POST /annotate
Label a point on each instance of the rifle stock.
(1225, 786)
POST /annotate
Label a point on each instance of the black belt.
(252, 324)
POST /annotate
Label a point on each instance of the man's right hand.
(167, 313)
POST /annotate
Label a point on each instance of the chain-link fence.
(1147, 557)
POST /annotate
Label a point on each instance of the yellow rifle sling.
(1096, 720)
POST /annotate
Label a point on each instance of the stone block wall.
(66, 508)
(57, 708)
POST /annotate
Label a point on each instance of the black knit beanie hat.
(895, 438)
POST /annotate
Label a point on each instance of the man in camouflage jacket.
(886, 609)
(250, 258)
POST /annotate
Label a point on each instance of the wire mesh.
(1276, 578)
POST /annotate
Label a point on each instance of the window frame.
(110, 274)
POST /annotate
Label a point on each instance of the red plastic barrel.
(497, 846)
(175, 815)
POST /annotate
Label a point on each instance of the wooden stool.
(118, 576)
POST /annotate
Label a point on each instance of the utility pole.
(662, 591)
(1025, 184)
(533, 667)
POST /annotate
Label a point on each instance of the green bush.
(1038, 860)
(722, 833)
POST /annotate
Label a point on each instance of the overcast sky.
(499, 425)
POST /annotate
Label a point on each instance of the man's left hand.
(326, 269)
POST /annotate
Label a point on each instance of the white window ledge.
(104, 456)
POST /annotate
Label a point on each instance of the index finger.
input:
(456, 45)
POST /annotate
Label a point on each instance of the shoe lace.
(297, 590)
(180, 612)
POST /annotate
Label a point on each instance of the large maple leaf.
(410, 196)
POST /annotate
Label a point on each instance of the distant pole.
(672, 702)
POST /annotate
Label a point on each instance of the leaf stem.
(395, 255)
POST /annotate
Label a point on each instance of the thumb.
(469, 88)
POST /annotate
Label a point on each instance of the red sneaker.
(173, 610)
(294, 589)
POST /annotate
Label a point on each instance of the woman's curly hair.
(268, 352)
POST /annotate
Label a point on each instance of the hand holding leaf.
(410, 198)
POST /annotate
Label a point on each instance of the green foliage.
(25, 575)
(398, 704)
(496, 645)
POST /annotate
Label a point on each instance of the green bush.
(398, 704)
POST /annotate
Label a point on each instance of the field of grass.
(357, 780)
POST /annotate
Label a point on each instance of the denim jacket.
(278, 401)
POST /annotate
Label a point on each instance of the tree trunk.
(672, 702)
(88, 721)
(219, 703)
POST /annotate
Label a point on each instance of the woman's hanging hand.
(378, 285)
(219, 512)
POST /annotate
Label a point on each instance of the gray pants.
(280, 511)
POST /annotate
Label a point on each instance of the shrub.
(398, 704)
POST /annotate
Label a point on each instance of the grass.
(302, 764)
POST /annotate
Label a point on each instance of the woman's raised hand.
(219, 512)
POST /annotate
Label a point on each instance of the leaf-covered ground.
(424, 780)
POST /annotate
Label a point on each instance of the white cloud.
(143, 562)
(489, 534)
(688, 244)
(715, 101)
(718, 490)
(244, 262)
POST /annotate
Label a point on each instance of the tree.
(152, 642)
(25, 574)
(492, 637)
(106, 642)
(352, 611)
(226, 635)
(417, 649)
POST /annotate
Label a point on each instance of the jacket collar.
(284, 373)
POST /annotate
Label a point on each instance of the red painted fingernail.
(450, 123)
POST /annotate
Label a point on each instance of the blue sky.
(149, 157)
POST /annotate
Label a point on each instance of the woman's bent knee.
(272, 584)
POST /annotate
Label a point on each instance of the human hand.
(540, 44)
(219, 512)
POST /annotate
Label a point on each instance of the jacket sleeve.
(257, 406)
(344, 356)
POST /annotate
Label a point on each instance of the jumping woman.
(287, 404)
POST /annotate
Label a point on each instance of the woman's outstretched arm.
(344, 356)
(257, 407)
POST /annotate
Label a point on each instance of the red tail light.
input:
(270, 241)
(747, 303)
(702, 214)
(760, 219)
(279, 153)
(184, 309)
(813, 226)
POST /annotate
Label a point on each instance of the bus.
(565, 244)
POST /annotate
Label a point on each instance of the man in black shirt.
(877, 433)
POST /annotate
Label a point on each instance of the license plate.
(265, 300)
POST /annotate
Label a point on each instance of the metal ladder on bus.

◆ ◆ ◆ ◆

■ Task statement ■
Please swap every "instance" for "occurrence" throughout the entries above, and reproduce them with nothing else changed.

■ Solution for this problem ■
POST /annotate
Label a point on each occurrence of the rifle stock.
(1225, 786)
POST /annotate
Label a point on each occurrence of the black belt.
(252, 324)
POST /annotate
Label a point on each occurrence of the man's right hand.
(167, 313)
POST /annotate
Label a point on each occurrence of the chain-link fence.
(1147, 557)
POST /annotate
Label a point on each occurrence of the yellow rifle sling.
(1096, 720)
POST /annotate
Label a point on each occurrence of the stone block wall.
(66, 508)
(57, 708)
POST /annotate
Label a point on each occurrence of the black knit beanie hat.
(895, 438)
POST /annotate
Label a point on each occurrence of the man in camouflage jacket.
(886, 609)
(250, 258)
POST /annotate
Label a point on each occurrence of the wire mesh.
(1276, 578)
POST /annotate
Label a point on each occurrence of the window frame.
(110, 274)
POST /annotate
Label a point on each occurrence of the red plastic barrel.
(497, 846)
(175, 815)
POST /annotate
Label a point on each occurrence of the wooden stool.
(118, 576)
POST /annotate
Label a point on each occurrence of the utility pole.
(662, 591)
(1025, 184)
(533, 667)
POST /annotate
Label a point on each occurrence of the green bush.
(1038, 860)
(722, 833)
POST /annotate
Label a point on each occurrence of the overcast sky.
(499, 425)
POST /annotate
Label a point on each occurrence of the man's left hand.
(326, 269)
POST /annotate
Label a point on each occurrence of the white window ledge.
(104, 456)
POST /annotate
Label a point on each occurrence of the index finger.
input:
(456, 45)
POST /annotate
Label a point on each occurrence of the shoe lace.
(297, 590)
(180, 612)
POST /annotate
Label a point on each occurrence of the large maple leaf.
(410, 196)
POST /annotate
Label a point on each occurrence of the distant pole.
(672, 702)
POST /annotate
Label a point on each occurrence of the leaf stem.
(395, 255)
POST /annotate
Label a point on each occurrence of the thumb.
(469, 88)
POST /annotate
Label a point on each occurrence of the red sneaker.
(173, 610)
(294, 589)
POST /annotate
Label a point on each occurrence of the woman's curly hair.
(268, 352)
POST /annotate
Label a point on each occurrence of the hand holding leaf.
(410, 198)
POST /annotate
Label a point on each occurrence of the green foliage.
(25, 575)
(398, 704)
(496, 645)
POST /annotate
Label a point on each occurrence of the green bush.
(398, 704)
POST /annotate
Label a point on each occurrence of the field of grass.
(357, 780)
POST /annotate
Label a point on each occurrence of the denim jacket.
(278, 401)
POST /annotate
Label a point on each occurrence of the tree trunk.
(672, 702)
(88, 721)
(219, 703)
POST /annotate
Label a point on each occurrence of the woman's hanging hand.
(378, 285)
(219, 512)
POST /annotate
Label a point on each occurrence of the gray pants.
(280, 511)
POST /annotate
Label a point on each occurrence of the shrub.
(398, 704)
POST /annotate
Label a point on each occurrence of the grass.
(302, 764)
POST /annotate
Label a point on each occurrence of the woman's raised hand.
(219, 512)
POST /annotate
Label a point on each occurrence of the leaf-covered ground.
(424, 780)
POST /annotate
Label a point on each occurrence of the white cloud.
(143, 562)
(489, 534)
(688, 244)
(715, 101)
(718, 490)
(244, 262)
POST /annotate
Label a point on each occurrence of the tree.
(152, 642)
(25, 574)
(492, 637)
(106, 642)
(352, 611)
(226, 635)
(417, 649)
POST /annotate
Label a point on each occurrence of the jacket collar.
(284, 373)
POST /annotate
Label a point on each occurrence of the red painted fingernail.
(450, 123)
POST /annotate
Label a point on each occurrence of the blue sky.
(149, 157)
POST /annotate
Label a point on each occurrence of the woman's bent knee.
(272, 584)
POST /annotate
Label a point on each occurrence of the human hand.
(540, 44)
(219, 512)
POST /annotate
Label a point on each occurrence of the jacket sleeve.
(257, 406)
(344, 356)
POST /annotate
Label a point on each occurrence of the jumping woman.
(287, 404)
POST /annotate
Label a point on each occurrence of the woman's outstretched arm.
(344, 356)
(257, 407)
POST /annotate
Label a point on each occurrence of the red tail light.
input:
(270, 241)
(747, 303)
(702, 214)
(760, 219)
(279, 153)
(184, 309)
(813, 226)
POST /annotate
Label a point on each occurrence of the bus.
(565, 244)
POST /annotate
Label a point on each occurrence of the man in black shirt.
(877, 433)
POST /annotate
Label a point on each occurrence of the license plate.
(265, 300)
POST /annotate
Label a point on each occurrence of the metal ladder on bus.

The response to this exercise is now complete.